## Prompt 1
From the patent text on projectile and target identifying apparatus, list the measuring instruments that the background section says are needed to measure projectile energy.
## Prompt 2
Pick up the patent text on projectile and target identifying apparatus right after its last sentence and keep writing it.

## Text shown
_____
Abstract:
A plurality of targets comprise two spaced metal screens secured in electrical isolation. A voltage is applied to the screens such that when the screens are shorted by a penetrating metal projectile, a pulse is produced having a pulse duration representing a particular type of projectile according to the length of the projectile. A logic circuit including a counter produces a count signal representing the pulse duration and applies this count signal to a CPU which compares the count signal to stored time intervals to produce a projectile identifying signal which is applied to a LCD display for describing the type of projectile hitting the target. A target signal generator generates a signal representing any one of the targets hit in response to a hit on that one target and supplies that signal to the CPU which generates a display signal identifying the target descriptively.

Description:
FIELD OF THE INVENTION 
     This invention relates to projectile and target identifying apparatus. 
     BACKGROUND OF THE INVENTION 
     Projectile hit scorers comprising target hit indicators and projectile identifiers are known. These devices are used to score a hit on a target by various types of weapons and to identify hits of projectiles of different calibers. For example, U.S. Pat. No. 3,602,510 discloses a projectile hit scorer and detector comprising a conductive layer and a non-conductive layer ahead of the conductive layer. An impacting projectile on the non-conductive layer loses its kinetic energy causing electrons to flow into and out of the conductive layer through a load circuit. It is indicated that as a projectile passes through the air it accumulates a charge. When the projectile impacts a voltage is generated. The resultant pulse amplitude and duration is indicative of the energy in the projectile and permit identification of hits by projectiles of different caliber. The measurement of energy requires both amplitude and duration to be measured requiring an oscilloscope or, in the alternative a voltmeter and counter. The measurement of energy is somewhat cumbersome. Further, the patent states that the target signal generation awaits further test verification and experimentation, indicating that the disclosed method of projectile hit scoring is subject to possible error. 
     U.S. Pat. No. 3,727,069 discloses a target measurement system for precise projectile location. This system uses collimated light beams in a grid network to identify target location and diameter of a penetrating projectile which intercepts the beams. This system is complex and costly. Further, if a projectile misses the target area and impacts the light sources the target could be disabled. This is not desirable in a military training application where, for example, the target may be located 3000 feet or more from the projectile firing apparatus, and subject, therefore to large impact locating errors.
_____
[Images for object localization]
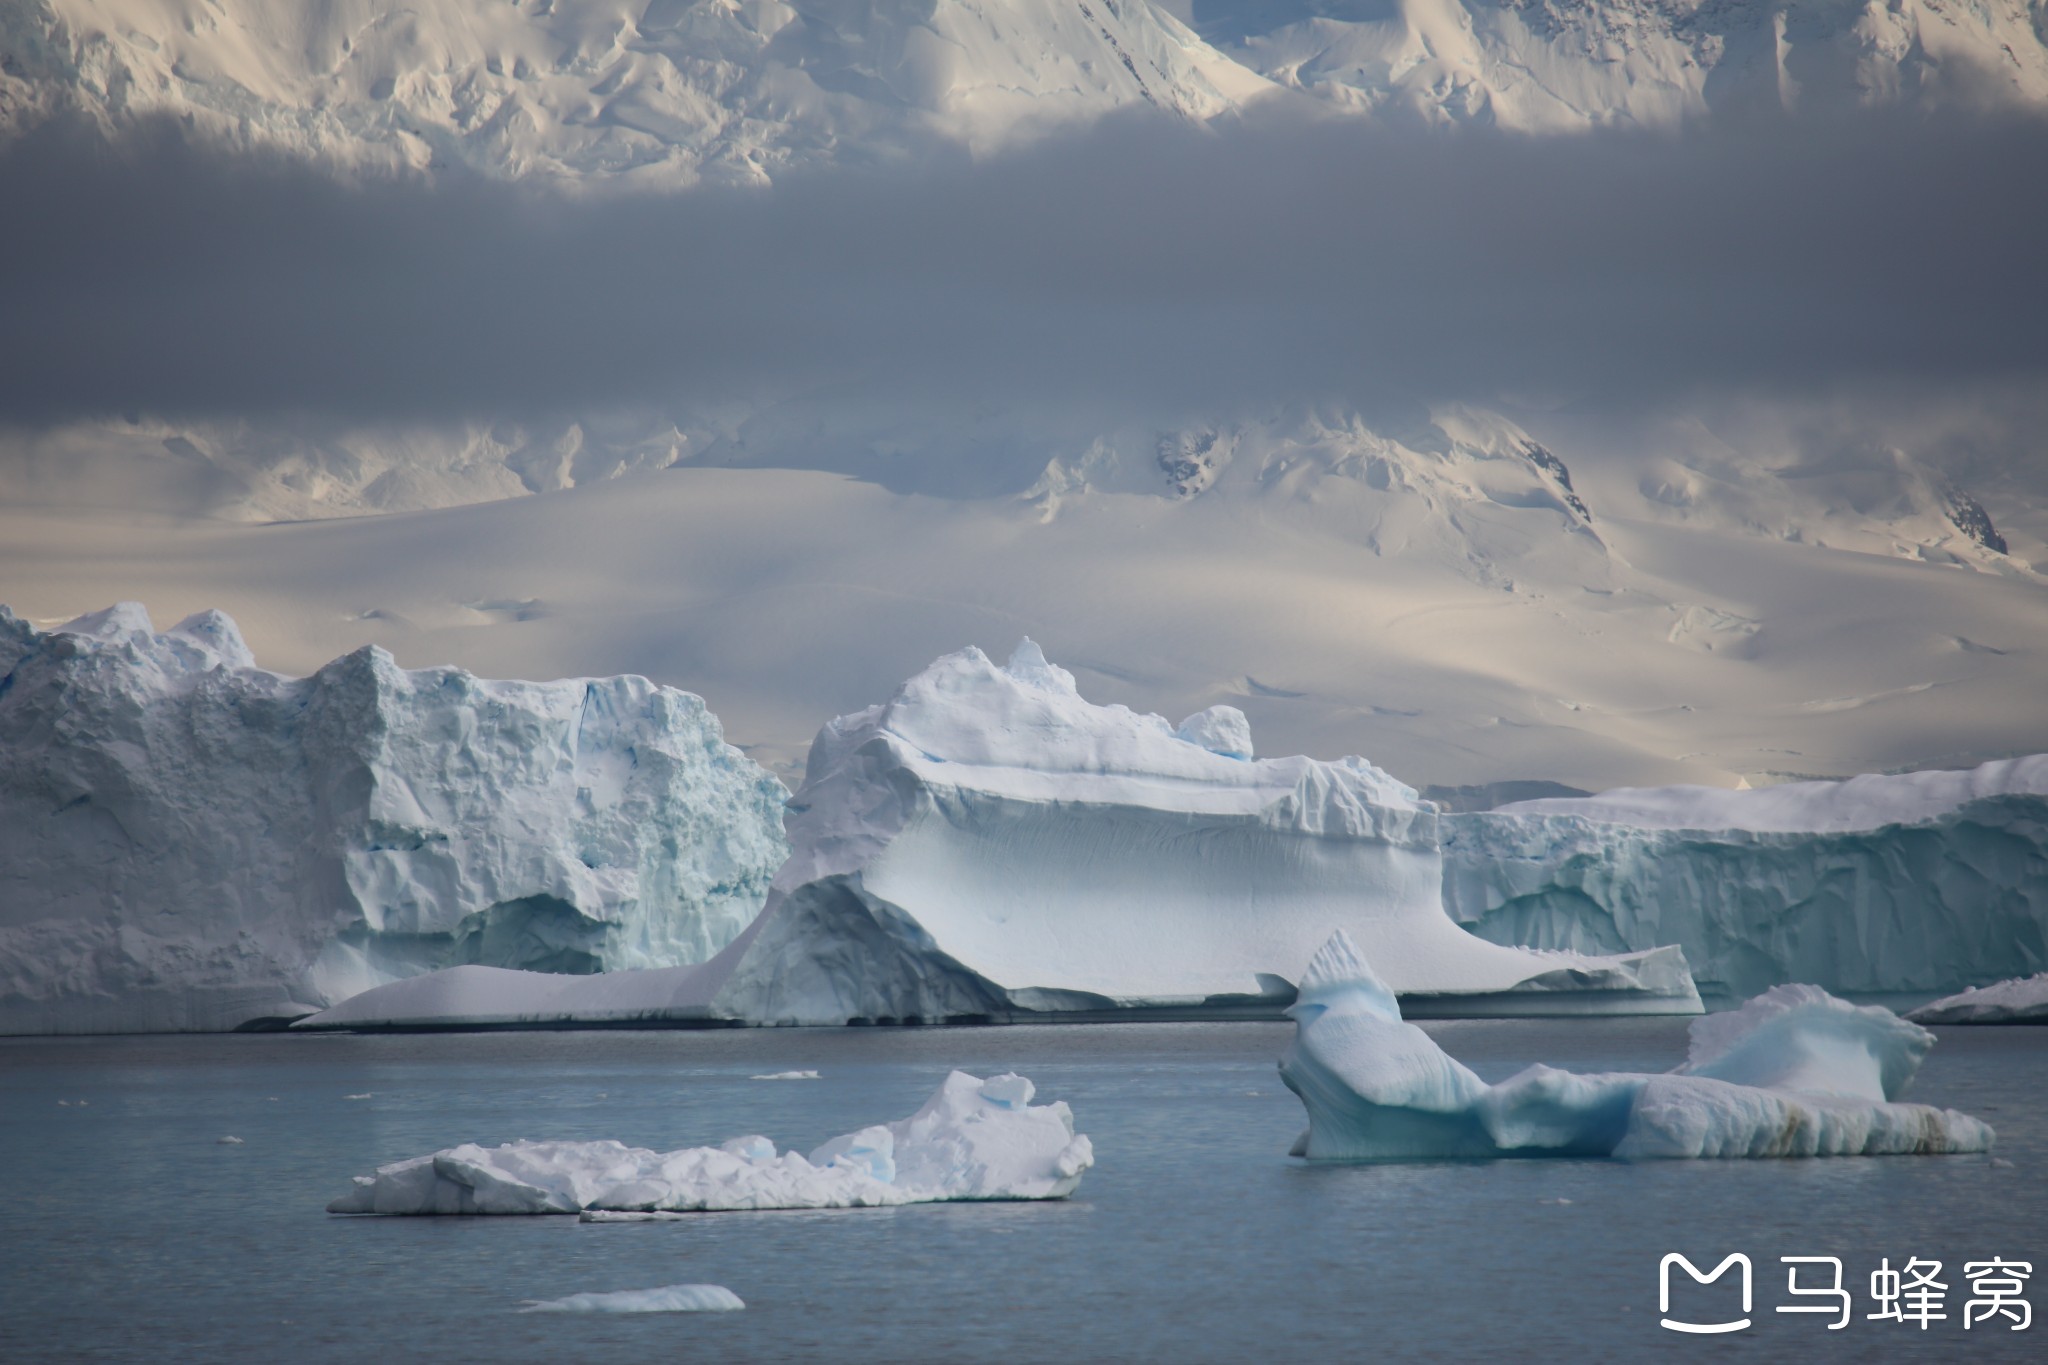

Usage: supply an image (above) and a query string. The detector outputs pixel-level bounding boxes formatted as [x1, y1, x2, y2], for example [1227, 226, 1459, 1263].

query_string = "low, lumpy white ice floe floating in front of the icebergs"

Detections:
[328, 1070, 1096, 1216]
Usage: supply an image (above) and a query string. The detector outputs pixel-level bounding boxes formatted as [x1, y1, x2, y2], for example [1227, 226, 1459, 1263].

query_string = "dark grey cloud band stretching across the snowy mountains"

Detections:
[0, 106, 2048, 422]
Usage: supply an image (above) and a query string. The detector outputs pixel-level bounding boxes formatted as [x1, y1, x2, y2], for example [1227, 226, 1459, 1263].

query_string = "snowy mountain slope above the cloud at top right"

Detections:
[1194, 0, 2048, 133]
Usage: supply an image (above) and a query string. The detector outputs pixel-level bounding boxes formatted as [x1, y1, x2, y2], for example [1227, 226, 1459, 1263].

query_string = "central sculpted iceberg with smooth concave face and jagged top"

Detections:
[292, 641, 1700, 1027]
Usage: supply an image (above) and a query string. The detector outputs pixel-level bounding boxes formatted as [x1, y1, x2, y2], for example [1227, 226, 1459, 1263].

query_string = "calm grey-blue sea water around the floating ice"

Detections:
[0, 1019, 2048, 1365]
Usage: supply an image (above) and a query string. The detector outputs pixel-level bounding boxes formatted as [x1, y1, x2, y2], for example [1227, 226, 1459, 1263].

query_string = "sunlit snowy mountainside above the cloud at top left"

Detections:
[0, 0, 1270, 188]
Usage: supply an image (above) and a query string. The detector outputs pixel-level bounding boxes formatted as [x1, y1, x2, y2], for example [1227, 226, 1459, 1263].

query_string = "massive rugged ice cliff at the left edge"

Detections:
[0, 602, 786, 1033]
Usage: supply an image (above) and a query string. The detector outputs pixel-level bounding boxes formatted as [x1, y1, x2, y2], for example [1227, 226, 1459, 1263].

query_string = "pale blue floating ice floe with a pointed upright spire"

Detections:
[1280, 931, 1993, 1160]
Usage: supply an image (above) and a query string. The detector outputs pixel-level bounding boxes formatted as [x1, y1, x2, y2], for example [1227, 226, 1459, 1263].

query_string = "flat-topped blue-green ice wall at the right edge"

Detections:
[1444, 755, 2048, 999]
_____
## Response box 1
Oscilloscope, voltmeter, counter

## Response box 2
     Other systems are known for recording hits on targets as shown for example in U.S. Pat. Nos. 3,112,110; 3,004,763; 2,749,124; 2,749,125; 4,240,640 and 3,401,939, the latter two patents being commonly owned with the present invention and incorporated by reference herein. The mere recording of hits on a target, however, is not as desirable as identifying the type of projectile making the hit and also, identifying a given target among an array of targets. 
     The present inventors recognize a need for a low cost, simple apparatus for both identifying projectiles hitting a target by projectile type and also for distinguishing between targets hit. The target must also survive hits throughout the target without impairing the target&#39;s ability to function so as to withstand numerous hits from a variety of types of projectiles. The projectile types must be identified repeatedly and reliably with a high degree of accuracy. Further, the identification must be made simply so that unskilled persons can readily read the results quickly and accurately. 
     SUMMARY OF THE INVENTION 
     A projectile identifying apparatus according to the present invention for identifying different types of projectiles according to their lengths, each type having a different length, comprises a pair of conductive planar layers in spaced electrical isolation arranged parallel to each other a given distance smaller than the shortest of the lengths. Circuit means are responsive to the conductive connection of the layers for generating a signal manifesting the time duration a projectile penetrating the layers is ohmically engaged with the layers. Means are responsive to the signal for identifying the type of projectile penetrating the layers in accordance with the time duration. 
     The apparatus, in a further feature, includes a plurality of targets, the apparatus including target signal generating means responsive to the penetration of a target by a projectile for generating a target signal manifesting that target penetrated, the identifying means including means responsive to the target signal for generating a target identifying signal for display of target description. 
    
    
     IN THE DRAWING: 
     FIG. 1 is a schematic diagram of an apparatus according to one embodiment of the present invention; 
     FIGS. 2a and 2b illustrate a projectile penetrating a target at two stages of penetration to illustrate certain principles of the present invention; 
     FIGS. 3a and 3b illustrate a representative display of respective target and projectile identifying criteria; 
     FIG. 4 illustrates exemplary projectiles of different types and corresponding signals generated when penetrating the target of FIGS. 2a and 2b; 
     FIG. 5 is a more detailed circuit diagram of the embodiment of FIG. 1; and 
     FIG. 6 is a timing diagram of certain waveforms produced by the circuit of FIG. 5. 
    
    
     DETAILED DESCRIPTION OF THE PREFERRED EMBODIMENT 
     In FIGS. 2a and 2b, target 1 is a laminated structure which comprises three planar sheets 2 and 2&#39; of electrically insulating material and two like metal screens 3 and 4. The central sheet 2&#39; may comprise small celled foamed polypropylene and a polymer resin coated, fiberglass web laminated on both sides of the sheet 2&#39;. The screens 3 and 4 may be a polymer resin coated, brittle, calendered aluminum woven wire screen. This structure, for example, is described more fully in U.S. Pat. No. 4,240,640 incorporated by reference herein. This structure permits penetrating projectiles to pass therethrough without significant material foldback, tearing, cracking and shredding, especially large projectiles, e.g., 105 mm tank cannon projectiles.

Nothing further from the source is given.